(Point localization data)
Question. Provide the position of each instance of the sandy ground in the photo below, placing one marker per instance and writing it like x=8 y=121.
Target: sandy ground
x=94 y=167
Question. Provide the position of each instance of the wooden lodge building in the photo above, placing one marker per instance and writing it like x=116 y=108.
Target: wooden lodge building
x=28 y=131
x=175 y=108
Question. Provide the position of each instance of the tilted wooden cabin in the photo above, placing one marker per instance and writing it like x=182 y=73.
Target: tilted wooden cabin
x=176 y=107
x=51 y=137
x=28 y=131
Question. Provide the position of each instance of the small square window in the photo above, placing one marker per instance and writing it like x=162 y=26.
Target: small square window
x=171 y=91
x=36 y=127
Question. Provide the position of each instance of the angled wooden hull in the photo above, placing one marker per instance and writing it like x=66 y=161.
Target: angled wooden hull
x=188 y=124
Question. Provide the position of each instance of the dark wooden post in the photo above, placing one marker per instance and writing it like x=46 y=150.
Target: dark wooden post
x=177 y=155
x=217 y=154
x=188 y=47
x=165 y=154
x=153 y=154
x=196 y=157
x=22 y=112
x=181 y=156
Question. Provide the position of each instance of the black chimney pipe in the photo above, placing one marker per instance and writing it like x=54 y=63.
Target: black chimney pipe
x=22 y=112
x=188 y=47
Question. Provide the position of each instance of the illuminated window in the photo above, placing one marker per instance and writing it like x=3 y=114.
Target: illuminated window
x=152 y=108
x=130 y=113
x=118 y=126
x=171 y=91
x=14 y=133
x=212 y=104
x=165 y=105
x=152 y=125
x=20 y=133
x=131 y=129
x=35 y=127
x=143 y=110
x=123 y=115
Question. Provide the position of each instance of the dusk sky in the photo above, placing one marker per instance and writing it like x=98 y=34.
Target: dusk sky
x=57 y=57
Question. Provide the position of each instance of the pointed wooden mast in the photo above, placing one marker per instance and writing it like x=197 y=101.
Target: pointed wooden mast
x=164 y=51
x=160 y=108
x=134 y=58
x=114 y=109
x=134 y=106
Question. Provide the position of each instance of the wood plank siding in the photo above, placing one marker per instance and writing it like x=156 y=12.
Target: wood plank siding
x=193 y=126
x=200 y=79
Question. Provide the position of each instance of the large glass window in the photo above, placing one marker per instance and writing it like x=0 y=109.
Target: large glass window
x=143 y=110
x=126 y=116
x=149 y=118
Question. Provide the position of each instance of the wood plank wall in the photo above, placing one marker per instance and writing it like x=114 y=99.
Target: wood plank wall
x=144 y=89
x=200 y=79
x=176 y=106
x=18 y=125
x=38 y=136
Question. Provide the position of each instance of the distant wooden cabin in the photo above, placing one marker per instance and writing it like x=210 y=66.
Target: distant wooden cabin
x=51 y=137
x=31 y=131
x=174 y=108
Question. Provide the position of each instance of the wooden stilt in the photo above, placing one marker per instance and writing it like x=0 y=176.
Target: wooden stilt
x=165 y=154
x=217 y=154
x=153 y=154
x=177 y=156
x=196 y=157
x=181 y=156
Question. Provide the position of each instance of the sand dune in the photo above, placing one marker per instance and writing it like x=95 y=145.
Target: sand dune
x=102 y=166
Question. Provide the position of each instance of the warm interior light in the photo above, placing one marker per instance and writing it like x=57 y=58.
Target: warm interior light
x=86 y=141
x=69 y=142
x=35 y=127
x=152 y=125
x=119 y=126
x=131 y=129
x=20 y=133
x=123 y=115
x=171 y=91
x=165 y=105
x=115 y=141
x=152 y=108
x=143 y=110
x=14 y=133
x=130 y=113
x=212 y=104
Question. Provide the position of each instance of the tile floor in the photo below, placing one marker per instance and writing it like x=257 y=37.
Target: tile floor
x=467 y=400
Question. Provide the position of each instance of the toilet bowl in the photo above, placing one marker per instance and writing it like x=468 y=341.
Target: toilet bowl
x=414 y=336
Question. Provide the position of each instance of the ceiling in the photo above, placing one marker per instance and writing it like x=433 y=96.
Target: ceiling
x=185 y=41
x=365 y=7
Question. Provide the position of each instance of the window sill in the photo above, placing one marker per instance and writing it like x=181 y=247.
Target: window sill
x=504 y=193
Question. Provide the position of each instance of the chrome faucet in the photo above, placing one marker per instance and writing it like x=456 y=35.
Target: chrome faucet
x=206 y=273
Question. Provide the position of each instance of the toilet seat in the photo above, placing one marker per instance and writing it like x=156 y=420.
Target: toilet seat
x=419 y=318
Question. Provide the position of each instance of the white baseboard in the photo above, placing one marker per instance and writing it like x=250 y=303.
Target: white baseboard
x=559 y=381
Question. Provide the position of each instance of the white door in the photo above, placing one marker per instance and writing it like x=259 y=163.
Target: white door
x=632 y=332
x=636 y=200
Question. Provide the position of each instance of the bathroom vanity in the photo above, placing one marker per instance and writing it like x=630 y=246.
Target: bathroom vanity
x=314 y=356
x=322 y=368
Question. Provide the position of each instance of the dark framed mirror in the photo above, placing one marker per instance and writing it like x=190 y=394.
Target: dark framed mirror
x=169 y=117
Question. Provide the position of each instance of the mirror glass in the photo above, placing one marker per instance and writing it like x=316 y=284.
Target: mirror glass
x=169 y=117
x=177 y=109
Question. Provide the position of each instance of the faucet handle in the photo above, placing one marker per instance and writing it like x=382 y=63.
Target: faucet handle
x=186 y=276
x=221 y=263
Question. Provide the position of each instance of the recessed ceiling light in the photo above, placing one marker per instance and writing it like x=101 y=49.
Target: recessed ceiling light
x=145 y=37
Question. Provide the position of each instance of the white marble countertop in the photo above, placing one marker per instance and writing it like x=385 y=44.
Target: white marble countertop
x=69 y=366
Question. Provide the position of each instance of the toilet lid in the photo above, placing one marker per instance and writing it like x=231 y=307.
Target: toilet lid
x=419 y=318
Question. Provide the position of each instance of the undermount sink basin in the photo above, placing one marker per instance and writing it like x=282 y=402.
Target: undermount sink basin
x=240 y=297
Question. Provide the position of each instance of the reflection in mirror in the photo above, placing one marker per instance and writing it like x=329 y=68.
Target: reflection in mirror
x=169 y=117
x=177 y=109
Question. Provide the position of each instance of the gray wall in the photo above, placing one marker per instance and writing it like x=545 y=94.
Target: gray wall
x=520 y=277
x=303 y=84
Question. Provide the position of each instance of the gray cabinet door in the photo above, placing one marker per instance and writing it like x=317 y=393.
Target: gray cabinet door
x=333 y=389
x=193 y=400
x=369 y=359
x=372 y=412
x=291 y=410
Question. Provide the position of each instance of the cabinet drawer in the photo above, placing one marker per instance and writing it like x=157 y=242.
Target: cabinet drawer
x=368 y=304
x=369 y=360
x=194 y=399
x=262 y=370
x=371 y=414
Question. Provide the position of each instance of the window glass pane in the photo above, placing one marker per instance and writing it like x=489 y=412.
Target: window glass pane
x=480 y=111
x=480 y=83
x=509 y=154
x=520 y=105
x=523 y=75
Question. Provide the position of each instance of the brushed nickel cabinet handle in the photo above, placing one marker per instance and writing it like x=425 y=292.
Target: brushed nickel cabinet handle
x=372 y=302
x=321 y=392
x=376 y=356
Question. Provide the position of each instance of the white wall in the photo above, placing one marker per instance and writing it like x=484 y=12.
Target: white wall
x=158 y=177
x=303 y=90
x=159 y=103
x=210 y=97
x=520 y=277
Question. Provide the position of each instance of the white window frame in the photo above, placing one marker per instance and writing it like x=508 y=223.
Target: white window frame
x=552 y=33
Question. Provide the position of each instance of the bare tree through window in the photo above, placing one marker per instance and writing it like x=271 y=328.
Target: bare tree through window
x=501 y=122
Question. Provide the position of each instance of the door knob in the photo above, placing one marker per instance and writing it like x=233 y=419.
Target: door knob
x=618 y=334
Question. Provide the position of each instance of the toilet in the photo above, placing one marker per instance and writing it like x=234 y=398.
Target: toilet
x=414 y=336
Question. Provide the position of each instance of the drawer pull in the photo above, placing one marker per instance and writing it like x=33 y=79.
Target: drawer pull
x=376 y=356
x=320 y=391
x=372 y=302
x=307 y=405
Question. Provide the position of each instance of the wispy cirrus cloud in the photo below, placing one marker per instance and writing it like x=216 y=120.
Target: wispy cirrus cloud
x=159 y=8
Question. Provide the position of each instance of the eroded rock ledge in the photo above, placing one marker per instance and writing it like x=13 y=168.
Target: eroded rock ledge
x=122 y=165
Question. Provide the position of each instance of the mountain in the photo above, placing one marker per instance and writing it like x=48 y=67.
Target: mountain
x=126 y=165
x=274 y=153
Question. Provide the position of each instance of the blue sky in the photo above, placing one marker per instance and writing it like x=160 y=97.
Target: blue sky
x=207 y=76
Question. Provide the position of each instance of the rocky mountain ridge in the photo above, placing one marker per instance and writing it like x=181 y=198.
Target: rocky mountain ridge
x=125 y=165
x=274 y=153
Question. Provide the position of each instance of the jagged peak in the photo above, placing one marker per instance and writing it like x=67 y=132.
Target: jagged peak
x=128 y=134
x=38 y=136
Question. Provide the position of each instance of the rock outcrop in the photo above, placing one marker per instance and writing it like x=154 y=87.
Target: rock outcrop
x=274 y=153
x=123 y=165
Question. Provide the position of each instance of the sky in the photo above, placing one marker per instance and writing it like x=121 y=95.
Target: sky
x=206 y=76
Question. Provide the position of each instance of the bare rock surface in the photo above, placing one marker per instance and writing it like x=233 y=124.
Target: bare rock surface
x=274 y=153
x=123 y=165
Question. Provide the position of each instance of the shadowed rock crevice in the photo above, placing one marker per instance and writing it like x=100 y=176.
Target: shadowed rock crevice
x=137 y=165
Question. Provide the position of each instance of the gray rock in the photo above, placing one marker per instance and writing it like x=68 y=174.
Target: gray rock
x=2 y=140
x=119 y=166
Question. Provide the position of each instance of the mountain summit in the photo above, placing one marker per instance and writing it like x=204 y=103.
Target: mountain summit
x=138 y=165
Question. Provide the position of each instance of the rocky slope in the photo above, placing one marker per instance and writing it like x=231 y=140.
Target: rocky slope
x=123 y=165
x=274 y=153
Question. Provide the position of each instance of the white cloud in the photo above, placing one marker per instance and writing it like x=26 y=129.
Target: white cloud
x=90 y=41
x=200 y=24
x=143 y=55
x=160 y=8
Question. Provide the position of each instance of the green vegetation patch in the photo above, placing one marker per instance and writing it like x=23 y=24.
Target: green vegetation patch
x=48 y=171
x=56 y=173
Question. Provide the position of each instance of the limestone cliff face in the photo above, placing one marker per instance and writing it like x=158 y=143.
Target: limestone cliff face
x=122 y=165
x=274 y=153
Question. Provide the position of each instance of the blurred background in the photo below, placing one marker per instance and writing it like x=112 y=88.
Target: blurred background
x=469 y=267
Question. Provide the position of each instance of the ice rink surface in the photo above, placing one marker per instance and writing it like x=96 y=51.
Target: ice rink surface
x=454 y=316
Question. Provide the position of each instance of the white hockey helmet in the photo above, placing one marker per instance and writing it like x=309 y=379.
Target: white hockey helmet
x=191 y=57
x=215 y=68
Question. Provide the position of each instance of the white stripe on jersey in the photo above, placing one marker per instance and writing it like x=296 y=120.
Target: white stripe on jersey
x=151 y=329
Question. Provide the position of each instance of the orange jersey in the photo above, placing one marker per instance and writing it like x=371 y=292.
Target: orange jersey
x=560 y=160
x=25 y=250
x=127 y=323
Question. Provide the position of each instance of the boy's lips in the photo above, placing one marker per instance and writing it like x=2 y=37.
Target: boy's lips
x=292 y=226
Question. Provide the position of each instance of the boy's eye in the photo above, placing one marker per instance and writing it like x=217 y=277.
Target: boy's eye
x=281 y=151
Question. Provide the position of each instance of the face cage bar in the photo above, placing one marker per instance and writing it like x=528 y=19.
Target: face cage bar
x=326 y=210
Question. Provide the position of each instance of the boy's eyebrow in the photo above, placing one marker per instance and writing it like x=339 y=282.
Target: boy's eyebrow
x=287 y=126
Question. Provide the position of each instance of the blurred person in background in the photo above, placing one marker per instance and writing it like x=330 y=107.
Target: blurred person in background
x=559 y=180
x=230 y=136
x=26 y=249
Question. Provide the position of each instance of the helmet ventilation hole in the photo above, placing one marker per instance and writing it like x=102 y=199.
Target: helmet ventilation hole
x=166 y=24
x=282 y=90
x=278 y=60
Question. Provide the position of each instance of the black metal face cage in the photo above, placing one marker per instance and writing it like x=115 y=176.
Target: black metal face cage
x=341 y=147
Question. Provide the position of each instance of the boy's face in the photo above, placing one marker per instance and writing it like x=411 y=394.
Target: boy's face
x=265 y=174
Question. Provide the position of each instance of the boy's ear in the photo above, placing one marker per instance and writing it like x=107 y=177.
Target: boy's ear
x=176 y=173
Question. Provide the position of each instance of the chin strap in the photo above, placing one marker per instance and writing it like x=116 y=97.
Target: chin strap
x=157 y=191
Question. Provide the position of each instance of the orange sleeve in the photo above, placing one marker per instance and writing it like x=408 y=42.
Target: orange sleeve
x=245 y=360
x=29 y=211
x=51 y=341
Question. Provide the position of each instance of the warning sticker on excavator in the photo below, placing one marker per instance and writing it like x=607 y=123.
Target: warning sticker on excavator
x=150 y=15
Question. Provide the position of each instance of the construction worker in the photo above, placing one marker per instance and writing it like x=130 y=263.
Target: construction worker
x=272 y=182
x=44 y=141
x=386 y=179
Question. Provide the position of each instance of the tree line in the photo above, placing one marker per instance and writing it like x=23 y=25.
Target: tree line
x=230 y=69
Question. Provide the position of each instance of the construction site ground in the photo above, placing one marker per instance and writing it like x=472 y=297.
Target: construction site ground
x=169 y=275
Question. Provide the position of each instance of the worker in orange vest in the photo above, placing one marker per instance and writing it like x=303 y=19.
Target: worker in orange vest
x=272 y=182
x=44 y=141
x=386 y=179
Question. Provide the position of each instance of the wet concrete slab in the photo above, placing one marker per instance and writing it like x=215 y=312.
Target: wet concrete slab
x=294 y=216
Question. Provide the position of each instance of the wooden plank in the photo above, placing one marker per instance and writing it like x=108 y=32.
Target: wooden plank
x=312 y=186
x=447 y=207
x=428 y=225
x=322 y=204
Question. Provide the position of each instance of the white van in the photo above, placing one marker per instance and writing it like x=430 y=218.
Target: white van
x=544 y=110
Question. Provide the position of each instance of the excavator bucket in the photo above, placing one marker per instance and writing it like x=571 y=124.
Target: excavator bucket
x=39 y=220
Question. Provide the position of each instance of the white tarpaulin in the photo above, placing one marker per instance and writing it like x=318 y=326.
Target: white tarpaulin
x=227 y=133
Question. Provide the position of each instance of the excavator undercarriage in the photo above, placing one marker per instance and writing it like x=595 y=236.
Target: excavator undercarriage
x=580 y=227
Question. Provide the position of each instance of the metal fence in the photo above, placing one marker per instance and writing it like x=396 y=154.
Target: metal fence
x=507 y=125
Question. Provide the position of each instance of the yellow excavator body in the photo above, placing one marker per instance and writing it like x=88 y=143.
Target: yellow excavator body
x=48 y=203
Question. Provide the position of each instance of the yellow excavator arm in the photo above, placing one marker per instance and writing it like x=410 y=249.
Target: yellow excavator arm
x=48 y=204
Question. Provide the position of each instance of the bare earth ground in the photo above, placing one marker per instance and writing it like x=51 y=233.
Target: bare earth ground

WORK INSTRUCTION: Looking at the data above, how many lines hold the string "earth"? Reply with only the number.

RESPONSE TO THIS TASK: 2